- **Short exercise**: Retype the tail of the data exactly, starting at the line containing "the distant green" and stopping at the last line.

## BEGIN Input material

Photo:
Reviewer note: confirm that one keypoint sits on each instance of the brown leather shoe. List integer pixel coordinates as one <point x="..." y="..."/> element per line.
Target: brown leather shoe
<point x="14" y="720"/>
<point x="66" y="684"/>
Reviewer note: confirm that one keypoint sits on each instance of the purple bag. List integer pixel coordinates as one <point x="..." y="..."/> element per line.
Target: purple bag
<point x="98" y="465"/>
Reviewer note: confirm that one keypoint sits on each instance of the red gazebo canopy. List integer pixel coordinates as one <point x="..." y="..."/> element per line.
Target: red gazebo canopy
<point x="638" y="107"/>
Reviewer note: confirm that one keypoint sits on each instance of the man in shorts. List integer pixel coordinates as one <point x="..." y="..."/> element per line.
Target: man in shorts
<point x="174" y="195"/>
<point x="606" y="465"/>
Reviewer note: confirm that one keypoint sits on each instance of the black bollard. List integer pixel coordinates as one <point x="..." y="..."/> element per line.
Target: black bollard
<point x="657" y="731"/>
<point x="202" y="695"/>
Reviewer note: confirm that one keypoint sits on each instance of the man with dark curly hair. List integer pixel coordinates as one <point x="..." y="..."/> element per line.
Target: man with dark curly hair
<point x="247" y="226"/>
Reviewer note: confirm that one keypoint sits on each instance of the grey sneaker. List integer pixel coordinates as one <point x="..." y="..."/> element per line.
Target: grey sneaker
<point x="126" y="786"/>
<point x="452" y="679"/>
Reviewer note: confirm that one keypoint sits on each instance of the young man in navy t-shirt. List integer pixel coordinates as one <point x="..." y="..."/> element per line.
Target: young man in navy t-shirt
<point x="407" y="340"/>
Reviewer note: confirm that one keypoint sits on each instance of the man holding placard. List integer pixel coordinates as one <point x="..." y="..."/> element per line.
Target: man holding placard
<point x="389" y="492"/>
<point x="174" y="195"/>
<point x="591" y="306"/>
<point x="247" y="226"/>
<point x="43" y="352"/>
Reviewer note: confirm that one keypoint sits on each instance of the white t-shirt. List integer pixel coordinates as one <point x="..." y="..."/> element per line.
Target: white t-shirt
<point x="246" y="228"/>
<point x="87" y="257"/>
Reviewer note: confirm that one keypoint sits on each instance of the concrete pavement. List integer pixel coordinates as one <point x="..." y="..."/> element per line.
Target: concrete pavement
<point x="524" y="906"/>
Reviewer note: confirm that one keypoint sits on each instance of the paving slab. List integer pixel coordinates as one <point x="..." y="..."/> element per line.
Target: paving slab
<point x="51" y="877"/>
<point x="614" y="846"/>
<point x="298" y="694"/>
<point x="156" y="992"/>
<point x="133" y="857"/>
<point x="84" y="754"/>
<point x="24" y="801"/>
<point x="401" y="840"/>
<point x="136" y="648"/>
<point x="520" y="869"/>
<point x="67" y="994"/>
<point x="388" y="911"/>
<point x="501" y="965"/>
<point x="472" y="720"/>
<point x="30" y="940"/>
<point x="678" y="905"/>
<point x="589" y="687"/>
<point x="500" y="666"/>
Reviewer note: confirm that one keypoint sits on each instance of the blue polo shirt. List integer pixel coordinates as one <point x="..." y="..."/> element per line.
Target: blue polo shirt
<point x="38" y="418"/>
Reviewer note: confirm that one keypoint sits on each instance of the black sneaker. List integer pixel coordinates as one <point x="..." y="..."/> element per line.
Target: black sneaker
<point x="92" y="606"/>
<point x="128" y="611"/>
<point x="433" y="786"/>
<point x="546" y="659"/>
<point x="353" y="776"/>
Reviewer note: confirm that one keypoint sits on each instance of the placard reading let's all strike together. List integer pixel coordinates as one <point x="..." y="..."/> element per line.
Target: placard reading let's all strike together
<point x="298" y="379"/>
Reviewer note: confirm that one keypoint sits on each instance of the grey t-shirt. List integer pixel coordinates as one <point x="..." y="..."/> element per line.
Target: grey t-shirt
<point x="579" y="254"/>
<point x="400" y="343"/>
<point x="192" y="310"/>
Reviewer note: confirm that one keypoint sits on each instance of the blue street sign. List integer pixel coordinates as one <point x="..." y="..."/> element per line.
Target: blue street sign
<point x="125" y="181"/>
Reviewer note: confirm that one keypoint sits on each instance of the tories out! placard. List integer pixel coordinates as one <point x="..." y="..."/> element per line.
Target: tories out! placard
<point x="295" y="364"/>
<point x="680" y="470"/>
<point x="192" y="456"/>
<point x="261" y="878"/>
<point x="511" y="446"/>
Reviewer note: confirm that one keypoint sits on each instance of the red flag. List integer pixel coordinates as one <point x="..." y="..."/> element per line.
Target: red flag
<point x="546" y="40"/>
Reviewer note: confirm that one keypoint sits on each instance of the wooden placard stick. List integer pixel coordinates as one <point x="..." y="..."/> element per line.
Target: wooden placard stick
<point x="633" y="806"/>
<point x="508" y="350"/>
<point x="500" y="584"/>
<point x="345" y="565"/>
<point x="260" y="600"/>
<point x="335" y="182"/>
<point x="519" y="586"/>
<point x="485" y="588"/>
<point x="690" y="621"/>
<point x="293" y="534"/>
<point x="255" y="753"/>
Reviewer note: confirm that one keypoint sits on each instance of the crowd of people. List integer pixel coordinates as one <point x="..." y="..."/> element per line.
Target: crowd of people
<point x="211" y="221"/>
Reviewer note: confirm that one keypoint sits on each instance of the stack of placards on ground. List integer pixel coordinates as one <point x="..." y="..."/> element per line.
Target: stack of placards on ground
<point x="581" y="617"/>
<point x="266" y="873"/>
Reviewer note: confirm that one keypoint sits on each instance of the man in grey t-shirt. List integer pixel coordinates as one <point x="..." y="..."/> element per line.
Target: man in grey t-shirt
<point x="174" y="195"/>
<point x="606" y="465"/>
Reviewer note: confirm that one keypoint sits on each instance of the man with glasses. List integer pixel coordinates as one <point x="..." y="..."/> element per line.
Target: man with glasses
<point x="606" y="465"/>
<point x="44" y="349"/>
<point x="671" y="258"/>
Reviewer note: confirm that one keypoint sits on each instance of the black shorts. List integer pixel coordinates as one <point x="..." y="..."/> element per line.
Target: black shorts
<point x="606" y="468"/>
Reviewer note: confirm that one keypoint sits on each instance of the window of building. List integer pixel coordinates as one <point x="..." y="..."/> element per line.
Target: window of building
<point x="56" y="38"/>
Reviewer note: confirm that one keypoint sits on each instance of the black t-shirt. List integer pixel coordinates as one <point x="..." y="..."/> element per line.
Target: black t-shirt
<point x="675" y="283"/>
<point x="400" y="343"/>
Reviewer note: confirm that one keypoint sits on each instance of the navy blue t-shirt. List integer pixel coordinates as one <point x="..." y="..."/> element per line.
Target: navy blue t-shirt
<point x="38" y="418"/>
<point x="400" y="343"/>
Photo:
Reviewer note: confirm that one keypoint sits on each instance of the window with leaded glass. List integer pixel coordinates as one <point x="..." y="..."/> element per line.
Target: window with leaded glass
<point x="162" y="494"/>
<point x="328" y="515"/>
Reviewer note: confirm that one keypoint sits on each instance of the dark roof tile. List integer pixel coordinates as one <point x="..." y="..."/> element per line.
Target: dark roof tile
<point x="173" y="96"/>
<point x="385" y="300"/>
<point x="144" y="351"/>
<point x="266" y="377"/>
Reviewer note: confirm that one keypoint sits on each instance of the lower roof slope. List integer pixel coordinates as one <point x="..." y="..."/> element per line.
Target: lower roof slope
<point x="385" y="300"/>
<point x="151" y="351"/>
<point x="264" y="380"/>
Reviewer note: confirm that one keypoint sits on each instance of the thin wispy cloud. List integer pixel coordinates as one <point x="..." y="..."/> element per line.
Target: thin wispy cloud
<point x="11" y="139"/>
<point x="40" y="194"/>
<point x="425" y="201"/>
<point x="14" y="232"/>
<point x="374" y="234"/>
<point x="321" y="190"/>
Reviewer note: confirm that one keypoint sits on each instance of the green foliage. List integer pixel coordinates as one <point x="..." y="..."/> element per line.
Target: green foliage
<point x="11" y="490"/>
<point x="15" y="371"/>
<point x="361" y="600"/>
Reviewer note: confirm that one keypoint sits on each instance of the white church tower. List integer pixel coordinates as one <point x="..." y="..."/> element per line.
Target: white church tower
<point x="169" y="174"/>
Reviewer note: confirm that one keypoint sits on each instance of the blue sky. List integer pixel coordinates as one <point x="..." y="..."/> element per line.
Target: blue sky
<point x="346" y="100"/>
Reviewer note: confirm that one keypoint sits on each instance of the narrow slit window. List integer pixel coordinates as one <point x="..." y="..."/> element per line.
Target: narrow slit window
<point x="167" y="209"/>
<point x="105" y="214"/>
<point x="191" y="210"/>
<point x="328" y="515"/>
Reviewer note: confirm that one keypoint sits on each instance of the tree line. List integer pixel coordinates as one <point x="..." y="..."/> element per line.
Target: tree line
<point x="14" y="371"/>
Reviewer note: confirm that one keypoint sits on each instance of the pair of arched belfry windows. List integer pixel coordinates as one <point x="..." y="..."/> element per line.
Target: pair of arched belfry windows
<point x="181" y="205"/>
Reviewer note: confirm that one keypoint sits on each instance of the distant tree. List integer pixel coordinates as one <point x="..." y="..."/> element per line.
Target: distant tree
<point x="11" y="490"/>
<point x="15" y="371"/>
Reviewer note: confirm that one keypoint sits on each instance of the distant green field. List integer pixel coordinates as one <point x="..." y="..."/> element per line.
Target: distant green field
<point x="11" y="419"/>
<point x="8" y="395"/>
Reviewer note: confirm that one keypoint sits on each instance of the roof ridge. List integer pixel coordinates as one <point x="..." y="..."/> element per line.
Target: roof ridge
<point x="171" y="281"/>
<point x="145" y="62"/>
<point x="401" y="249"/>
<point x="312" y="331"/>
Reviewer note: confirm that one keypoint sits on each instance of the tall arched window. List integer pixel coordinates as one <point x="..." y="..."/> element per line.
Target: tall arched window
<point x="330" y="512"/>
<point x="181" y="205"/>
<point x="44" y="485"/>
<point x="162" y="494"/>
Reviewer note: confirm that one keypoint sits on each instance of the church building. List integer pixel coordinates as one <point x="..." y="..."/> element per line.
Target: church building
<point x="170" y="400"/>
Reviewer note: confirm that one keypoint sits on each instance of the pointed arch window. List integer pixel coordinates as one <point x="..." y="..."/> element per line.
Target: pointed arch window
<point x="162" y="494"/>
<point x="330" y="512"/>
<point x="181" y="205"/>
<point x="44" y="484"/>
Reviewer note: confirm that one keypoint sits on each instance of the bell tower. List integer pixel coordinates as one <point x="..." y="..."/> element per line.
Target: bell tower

## END Input material

- **Answer to the task**:
Reviewer note: confirm that one keypoint sits on each instance of the distant green field. List integer pixel coordinates as one <point x="..." y="..."/> element per line.
Target: distant green field
<point x="11" y="419"/>
<point x="8" y="395"/>
Reviewer note: confirm that one keypoint sits on each instance of the roof ridge. List integer pixel coordinates as one <point x="..." y="..."/> element per line.
Target: roof ridge
<point x="171" y="281"/>
<point x="145" y="62"/>
<point x="401" y="249"/>
<point x="312" y="331"/>
Reviewer note: confirm that one keypoint sits on each instance of the tall arched window. List integer pixel coordinates as one <point x="..." y="..."/> element per line.
Target: tall arched window
<point x="330" y="512"/>
<point x="181" y="205"/>
<point x="44" y="485"/>
<point x="162" y="494"/>
Reviewer note: confirm that one keypoint sits on each instance of the church building. List integer pixel coordinates as one <point x="..." y="..."/> element per line.
Target: church building
<point x="170" y="400"/>
Reviewer note: confirm that one keypoint sits on each instance of the pointed arch window. List integer pixel coordinates as one <point x="..." y="..."/> element per line.
Target: pointed arch window
<point x="162" y="494"/>
<point x="330" y="512"/>
<point x="181" y="205"/>
<point x="44" y="484"/>
Reviewer note: confirm that one keypoint sits on each instance of the bell tower. List integer pixel coordinates as one <point x="..." y="..."/> element per line.
Target: bell tower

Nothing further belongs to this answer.